> [Instructions to follow]
Reproduce verbatim every line from the one that includes "For every instance of the flower" to the closing line of the entries; omit everything before it.

> [Exercise inputs]
——————
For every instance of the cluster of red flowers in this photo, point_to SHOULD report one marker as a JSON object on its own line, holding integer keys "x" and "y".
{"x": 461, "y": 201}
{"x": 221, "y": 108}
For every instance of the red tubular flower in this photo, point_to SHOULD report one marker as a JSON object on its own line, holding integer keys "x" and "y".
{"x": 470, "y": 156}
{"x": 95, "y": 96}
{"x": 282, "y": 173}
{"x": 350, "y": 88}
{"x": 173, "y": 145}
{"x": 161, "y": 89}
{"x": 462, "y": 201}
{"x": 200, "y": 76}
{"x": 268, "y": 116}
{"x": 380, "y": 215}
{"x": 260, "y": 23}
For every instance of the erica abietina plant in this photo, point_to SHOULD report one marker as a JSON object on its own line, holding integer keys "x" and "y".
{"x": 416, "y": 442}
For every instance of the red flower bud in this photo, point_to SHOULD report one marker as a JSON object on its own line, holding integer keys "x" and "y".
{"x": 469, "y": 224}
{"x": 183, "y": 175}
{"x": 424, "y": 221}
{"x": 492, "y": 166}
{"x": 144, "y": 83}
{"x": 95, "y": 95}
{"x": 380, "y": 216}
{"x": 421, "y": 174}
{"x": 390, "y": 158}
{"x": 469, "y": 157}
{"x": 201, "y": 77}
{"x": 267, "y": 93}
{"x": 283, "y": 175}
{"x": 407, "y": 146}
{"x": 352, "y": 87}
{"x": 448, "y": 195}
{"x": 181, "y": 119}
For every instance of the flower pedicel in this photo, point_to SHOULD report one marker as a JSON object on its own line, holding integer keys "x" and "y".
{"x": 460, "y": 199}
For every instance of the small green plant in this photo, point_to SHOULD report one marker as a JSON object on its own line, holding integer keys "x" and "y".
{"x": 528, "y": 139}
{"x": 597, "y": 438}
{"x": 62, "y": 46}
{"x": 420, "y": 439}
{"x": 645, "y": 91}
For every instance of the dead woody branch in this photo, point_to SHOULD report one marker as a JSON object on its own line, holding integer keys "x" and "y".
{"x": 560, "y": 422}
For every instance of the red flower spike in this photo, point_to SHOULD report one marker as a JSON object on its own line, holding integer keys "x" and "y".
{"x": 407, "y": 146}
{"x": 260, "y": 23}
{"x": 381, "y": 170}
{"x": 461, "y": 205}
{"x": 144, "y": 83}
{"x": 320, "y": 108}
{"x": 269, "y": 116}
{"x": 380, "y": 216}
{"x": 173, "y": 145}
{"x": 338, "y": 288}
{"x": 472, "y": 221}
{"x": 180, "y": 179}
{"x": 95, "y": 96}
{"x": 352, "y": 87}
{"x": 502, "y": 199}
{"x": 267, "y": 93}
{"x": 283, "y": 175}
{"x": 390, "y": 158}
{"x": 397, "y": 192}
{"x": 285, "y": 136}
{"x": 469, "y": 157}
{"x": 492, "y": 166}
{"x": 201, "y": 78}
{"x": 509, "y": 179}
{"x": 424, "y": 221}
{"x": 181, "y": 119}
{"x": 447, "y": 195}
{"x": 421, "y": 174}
——————
> [Exercise answer]
For every instance of the flower pedicel in this photo, point_to SHOULD report one marker as a JSON object on its own line, holding integer keys "x" and "y".
{"x": 460, "y": 199}
For every instance of the small green plant in this photo, point_to SHOULD report one marker as a JSON object on its own line, holding integer keys "x" and "y".
{"x": 528, "y": 139}
{"x": 597, "y": 438}
{"x": 62, "y": 46}
{"x": 420, "y": 439}
{"x": 645, "y": 91}
For every instance of the dead woody branch in this photo, point_to SHOULD report one marker as a JSON object on its own line, holding integer keys "x" and "y".
{"x": 560, "y": 422}
For every instance of the red flower spike in this photo, point_to SHOULD report one marker as a JSON object on its own line, holding integer keys "x" and "y".
{"x": 407, "y": 146}
{"x": 260, "y": 23}
{"x": 381, "y": 170}
{"x": 461, "y": 205}
{"x": 144, "y": 83}
{"x": 320, "y": 108}
{"x": 269, "y": 116}
{"x": 380, "y": 216}
{"x": 173, "y": 145}
{"x": 338, "y": 288}
{"x": 472, "y": 221}
{"x": 180, "y": 179}
{"x": 95, "y": 96}
{"x": 352, "y": 87}
{"x": 502, "y": 199}
{"x": 267, "y": 93}
{"x": 283, "y": 175}
{"x": 390, "y": 158}
{"x": 397, "y": 192}
{"x": 285, "y": 136}
{"x": 469, "y": 157}
{"x": 492, "y": 166}
{"x": 201, "y": 78}
{"x": 509, "y": 179}
{"x": 424, "y": 221}
{"x": 181, "y": 119}
{"x": 447, "y": 195}
{"x": 421, "y": 174}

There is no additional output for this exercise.